** Exercise description **
Output the records below line for line, with no changes.

Dataset records on where objects are located:

________________________

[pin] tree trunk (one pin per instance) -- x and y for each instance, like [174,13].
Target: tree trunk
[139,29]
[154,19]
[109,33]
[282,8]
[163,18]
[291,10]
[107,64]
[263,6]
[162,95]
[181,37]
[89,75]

________________________

** Solution for this problem **
[pin] tree trunk (one pin per instance) -- x and y for each instance, like [174,13].
Target: tree trunk
[139,29]
[154,19]
[109,33]
[282,8]
[163,18]
[291,10]
[107,64]
[263,6]
[162,95]
[181,37]
[89,75]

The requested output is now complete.